GIVEN INSTRUCTION »
Recast each line of the entries below as a numbered list, skipping blank lines. Omit the pictures from your output.
## BEGIN MATERIAL PROVIDED
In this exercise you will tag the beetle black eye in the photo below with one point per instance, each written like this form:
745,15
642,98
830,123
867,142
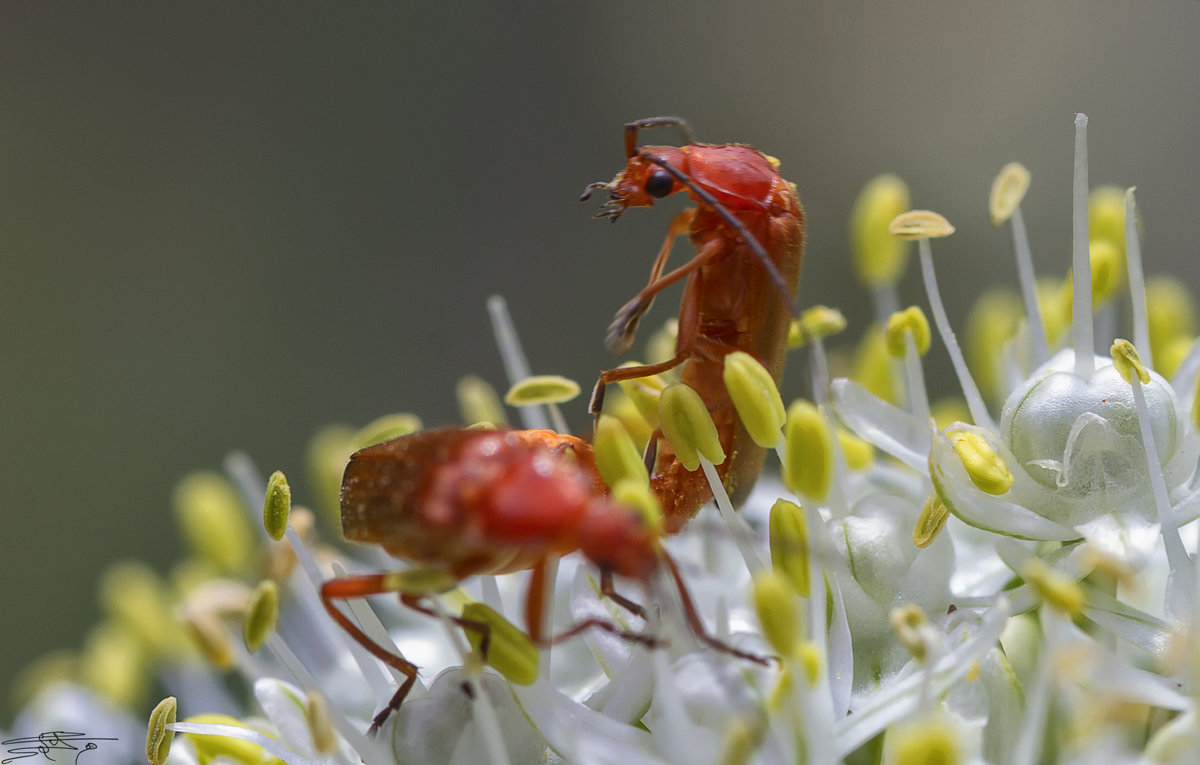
## END MATERIAL PROVIDED
RESULT »
1. In this exercise you will tag the beetle black eye in the photo below with one point per instance, each written like this form:
2. 745,15
3. 642,98
4. 830,123
5. 867,142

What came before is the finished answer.